→ Stated goal
Please put the lines of the material below into a numbered list, starting at the line that contains "Annotation task — mark the yellow foot" and ending at the line that contains "<point>461,215</point>", both included. Leave out any blank lines.

→ Data for this task
◆ ◆ ◆

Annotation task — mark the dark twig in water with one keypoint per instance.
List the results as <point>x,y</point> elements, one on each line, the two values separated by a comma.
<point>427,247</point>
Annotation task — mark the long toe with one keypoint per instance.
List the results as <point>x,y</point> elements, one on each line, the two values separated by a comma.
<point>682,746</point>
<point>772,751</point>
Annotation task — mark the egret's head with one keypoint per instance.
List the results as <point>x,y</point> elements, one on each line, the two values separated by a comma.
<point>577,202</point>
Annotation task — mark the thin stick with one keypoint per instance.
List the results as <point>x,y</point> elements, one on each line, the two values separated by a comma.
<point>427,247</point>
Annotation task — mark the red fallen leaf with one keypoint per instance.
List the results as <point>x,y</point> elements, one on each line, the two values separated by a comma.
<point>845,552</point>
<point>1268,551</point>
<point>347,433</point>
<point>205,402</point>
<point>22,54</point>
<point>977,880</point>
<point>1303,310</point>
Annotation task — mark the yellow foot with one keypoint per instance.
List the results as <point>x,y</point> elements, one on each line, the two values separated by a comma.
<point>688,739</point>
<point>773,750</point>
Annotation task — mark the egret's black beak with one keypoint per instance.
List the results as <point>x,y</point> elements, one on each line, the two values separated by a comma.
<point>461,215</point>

◆ ◆ ◆

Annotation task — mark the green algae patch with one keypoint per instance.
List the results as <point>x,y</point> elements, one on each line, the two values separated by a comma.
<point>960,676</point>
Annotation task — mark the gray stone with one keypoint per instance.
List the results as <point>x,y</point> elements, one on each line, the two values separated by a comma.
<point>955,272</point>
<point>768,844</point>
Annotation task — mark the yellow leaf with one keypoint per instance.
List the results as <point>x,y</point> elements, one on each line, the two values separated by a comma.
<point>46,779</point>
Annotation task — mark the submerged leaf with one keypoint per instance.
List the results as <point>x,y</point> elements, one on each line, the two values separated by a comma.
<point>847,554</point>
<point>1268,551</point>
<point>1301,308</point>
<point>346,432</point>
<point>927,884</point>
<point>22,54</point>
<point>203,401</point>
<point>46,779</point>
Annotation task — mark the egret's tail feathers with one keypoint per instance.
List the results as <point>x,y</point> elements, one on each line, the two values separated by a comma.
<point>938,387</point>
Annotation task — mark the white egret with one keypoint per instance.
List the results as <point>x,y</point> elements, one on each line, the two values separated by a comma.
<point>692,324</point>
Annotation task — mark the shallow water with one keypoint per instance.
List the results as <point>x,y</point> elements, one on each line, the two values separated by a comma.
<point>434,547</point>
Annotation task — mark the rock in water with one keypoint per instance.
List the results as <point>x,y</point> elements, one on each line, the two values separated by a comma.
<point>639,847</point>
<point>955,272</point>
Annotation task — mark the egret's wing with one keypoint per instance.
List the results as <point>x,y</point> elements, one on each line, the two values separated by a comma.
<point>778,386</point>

◆ ◆ ◆

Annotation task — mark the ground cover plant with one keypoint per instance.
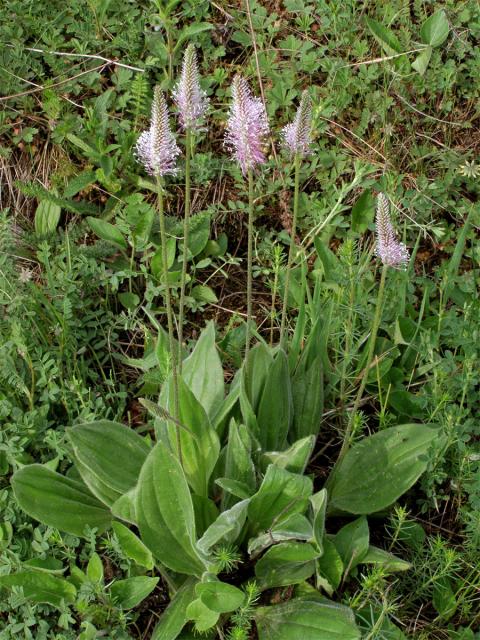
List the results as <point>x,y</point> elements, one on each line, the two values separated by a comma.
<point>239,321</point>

◆ ◆ ◆

→ Result of this exercise
1. Annotation task — mark the yellow foot with one keypoint per instance.
2. List the results as <point>x,y</point> elements, one on each line, the two values separated by a comma.
3. <point>688,739</point>
4. <point>773,750</point>
5. Annotation task — mark the egret's black beak with one keypoint per instance.
6. List the results as <point>x,y</point> elements, one on each line, the two values separated by a comma.
7. <point>461,215</point>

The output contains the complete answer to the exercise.